A: We expect restructuring activity to remain at an elevated level for the next year or two, driven by companies needing solutions amid higher interest rates and ongoing technology disruptions. Our restructuring franchise is global, and both we and the industry anticipate an uptick in this area, though it remains our most volatile business. -
M&A Environment Recovery
Q: Can you unpack the sluggish M&A environment?
A: We're making slow but steady progress, growing in headcount, client quality, and mandates. However, the time from mandate to closing remains longer than normal. We expect this year to be better than last, but the sluggish macro environment makes closing deals harder. -
Deal Cycle Normalization
Q: What could drive normalization of deal timelines?
A: As the current buyer's market shifts toward equilibrium, we expect deal velocity to pick up. Buyers presently have leverage to delay deals, but this is changing week by week, and we anticipate faster closures as buyer leverage decreases. -
Sponsor Activity Increasing
Q: How are sponsor dialogues and expectations evolving?
A: Sponsor conversations are steadily increasing across the spectrum. The level of dialogues continues to pick up daily, and while deal velocity varies, there's a clear uptick in activity as we move forward. -
Non-M&A Growth Prospects
Q: How are non-M&A corporate finance businesses performing?
A: Our capital markets business continues to grow nicely and is a strong area for us. With the acquisition of Triago and additions to our PFG business, we expect meaningful growth in non-M&A areas of corporate finance in upcoming periods. -
European Market Position
Q: How has the GCA acquisition enhanced your position in Europe?
A: The GCA transaction has materially evolved our European business, significantly increasing our importance in the marketplace. We are now just steps behind institutions that have operated for hundreds of years, at least from a deal count standpoint. -
Triago Synergies
Q: What are the synergies from the Triago acquisition?
A: With Triago, we can offer an integrated solution to sponsors, ranging from primary and secondary markets to GP and LP stakes and financings. We feel very good about the opportunities ahead, though we don't disclose specific contributions. -
MD Productivity Outlook
Q: How should we think about revenue per MD as activity picks up?
A: Corporate Finance is well-staffed relative to current revenues, so productivity is low on a relative basis. Improvements in average transaction size and fee size are expected to drive productivity as markets recover, though reaching COVID-levels is tough due to factors like resumed travel. -
Mid-cap vs. Large-cap Deals
Q: What's causing divergence between large-cap and mid-cap activity?

● Exercises:
1) In the Q&A excerpt, which business does the firm call its most volatile?
2) List every section heading that appears in the Q&A excerpt.
3) Reproduce the Q&A excerpt word for word, starting at "A: The GCA transaction" and ending at "activity picks up?".

● Supplied data:
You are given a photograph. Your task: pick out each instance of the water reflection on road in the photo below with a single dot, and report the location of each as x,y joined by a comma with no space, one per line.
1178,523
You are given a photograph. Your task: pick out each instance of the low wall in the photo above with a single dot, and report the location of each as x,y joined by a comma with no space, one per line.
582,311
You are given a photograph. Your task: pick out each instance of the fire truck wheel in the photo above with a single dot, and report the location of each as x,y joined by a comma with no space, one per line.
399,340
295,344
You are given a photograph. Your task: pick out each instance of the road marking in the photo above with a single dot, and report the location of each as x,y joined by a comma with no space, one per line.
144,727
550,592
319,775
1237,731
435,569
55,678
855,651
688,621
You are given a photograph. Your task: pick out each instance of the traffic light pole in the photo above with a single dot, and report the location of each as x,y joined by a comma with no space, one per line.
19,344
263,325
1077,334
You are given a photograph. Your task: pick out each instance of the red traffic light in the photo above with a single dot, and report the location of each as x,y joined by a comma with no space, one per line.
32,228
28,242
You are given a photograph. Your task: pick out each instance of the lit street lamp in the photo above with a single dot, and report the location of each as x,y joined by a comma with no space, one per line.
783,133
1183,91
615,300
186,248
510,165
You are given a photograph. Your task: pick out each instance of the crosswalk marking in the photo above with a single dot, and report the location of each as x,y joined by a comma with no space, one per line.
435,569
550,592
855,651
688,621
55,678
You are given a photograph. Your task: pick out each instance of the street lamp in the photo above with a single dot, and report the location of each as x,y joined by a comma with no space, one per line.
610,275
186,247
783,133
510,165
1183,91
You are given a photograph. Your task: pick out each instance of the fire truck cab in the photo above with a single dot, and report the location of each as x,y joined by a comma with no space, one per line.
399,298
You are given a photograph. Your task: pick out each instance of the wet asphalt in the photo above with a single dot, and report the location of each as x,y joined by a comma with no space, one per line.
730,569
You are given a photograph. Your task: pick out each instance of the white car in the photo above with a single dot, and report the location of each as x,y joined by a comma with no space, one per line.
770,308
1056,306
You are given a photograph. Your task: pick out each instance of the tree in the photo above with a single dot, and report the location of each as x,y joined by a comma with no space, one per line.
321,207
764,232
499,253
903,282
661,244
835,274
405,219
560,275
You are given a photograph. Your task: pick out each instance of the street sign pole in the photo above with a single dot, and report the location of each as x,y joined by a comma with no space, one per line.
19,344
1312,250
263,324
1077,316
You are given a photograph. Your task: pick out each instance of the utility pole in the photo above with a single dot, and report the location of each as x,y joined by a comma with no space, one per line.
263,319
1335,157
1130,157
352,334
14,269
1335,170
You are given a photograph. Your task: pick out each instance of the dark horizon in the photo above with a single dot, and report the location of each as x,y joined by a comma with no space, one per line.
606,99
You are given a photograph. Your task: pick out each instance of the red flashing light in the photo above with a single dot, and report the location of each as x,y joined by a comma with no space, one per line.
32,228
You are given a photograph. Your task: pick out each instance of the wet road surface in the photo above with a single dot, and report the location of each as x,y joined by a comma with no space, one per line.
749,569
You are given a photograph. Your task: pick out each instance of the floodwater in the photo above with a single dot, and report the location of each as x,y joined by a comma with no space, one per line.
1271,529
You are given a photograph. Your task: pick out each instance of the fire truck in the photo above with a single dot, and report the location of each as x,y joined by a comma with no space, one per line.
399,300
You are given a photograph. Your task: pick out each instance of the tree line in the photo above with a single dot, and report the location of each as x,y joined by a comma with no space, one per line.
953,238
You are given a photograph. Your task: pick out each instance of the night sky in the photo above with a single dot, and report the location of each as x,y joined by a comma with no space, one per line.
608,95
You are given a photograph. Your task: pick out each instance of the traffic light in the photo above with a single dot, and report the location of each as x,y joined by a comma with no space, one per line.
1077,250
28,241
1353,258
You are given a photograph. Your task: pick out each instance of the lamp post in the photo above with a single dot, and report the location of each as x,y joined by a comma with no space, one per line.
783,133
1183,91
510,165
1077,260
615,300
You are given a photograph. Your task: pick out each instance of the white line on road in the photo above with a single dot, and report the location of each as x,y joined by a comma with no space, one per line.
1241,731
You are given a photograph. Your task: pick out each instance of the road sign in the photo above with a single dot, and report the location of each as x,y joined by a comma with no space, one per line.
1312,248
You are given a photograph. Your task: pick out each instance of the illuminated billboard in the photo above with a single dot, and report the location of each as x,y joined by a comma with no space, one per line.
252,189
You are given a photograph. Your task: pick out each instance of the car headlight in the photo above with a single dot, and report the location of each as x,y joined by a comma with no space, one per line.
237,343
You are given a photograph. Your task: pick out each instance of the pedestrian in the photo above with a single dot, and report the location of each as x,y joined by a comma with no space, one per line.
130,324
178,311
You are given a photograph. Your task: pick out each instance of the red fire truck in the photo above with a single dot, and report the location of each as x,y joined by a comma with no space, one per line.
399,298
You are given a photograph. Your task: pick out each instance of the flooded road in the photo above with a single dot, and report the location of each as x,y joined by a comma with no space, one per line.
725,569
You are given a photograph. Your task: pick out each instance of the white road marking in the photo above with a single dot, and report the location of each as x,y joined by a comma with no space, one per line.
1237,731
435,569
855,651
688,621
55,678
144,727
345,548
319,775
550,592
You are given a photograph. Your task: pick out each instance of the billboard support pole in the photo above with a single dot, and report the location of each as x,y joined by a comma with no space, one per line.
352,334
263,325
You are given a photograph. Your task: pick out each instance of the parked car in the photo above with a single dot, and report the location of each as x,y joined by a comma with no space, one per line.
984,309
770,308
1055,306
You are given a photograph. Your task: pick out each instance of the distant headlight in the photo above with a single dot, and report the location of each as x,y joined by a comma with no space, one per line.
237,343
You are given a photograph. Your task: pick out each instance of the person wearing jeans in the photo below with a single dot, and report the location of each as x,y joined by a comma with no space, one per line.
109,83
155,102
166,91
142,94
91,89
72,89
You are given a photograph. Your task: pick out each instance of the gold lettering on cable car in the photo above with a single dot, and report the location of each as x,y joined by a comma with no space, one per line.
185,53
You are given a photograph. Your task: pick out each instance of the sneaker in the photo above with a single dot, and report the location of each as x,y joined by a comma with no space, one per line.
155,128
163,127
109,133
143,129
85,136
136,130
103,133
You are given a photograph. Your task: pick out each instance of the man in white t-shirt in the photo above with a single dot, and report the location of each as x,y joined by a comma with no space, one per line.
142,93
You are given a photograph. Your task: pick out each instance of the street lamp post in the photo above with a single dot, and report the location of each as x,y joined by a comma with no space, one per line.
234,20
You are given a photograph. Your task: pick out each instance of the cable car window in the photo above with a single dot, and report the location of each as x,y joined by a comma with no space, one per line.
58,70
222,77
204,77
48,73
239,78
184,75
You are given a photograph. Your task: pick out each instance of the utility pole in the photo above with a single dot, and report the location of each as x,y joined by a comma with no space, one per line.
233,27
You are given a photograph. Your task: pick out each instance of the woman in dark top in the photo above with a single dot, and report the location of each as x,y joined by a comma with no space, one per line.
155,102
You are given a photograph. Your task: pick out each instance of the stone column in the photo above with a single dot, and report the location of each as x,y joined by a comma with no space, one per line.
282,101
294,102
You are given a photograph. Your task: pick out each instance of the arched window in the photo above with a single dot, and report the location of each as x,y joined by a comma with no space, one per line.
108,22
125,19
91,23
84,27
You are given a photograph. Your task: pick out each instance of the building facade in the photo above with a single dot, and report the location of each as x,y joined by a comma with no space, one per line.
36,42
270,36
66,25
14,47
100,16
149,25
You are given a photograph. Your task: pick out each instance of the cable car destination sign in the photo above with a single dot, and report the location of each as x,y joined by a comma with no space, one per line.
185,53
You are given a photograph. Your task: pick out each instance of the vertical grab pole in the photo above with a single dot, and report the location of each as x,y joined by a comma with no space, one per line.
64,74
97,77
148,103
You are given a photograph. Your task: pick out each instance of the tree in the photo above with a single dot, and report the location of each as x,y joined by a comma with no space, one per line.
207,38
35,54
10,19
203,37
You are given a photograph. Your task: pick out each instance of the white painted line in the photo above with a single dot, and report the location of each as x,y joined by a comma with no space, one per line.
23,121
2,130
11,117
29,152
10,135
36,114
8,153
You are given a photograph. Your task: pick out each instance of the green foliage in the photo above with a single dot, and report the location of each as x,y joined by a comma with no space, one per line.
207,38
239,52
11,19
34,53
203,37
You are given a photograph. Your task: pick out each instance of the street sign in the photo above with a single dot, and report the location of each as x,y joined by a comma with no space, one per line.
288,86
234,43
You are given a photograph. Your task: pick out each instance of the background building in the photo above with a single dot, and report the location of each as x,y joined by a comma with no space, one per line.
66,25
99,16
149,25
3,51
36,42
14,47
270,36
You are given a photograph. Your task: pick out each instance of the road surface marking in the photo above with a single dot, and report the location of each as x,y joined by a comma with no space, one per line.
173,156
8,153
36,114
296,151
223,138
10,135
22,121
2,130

● Answers by item number:
1) Its restructuring business.

2)
M&A Environment Recovery
Deal Cycle Normalization
Sponsor Activity Increasing
Non-M&A Growth Prospects
European Market Position
Triago Synergies
MD Productivity Outlook
Mid-cap vs. Large-cap Deals

3)
A: The GCA transaction has materially evolved our European business, significantly increasing our importance in the marketplace. We are now just steps behind institutions that have operated for hundreds of years, at least from a deal count standpoint. -
Triago Synergies
Q: What are the synergies from the Triago acquisition?
A: With Triago, we can offer an integrated solution to sponsors, ranging from primary and secondary markets to GP and LP stakes and financings. We feel very good about the opportunities ahead, though we don't disclose specific contributions. -
MD Productivity Outlook
Q: How should we think about revenue per MD as activity picks up?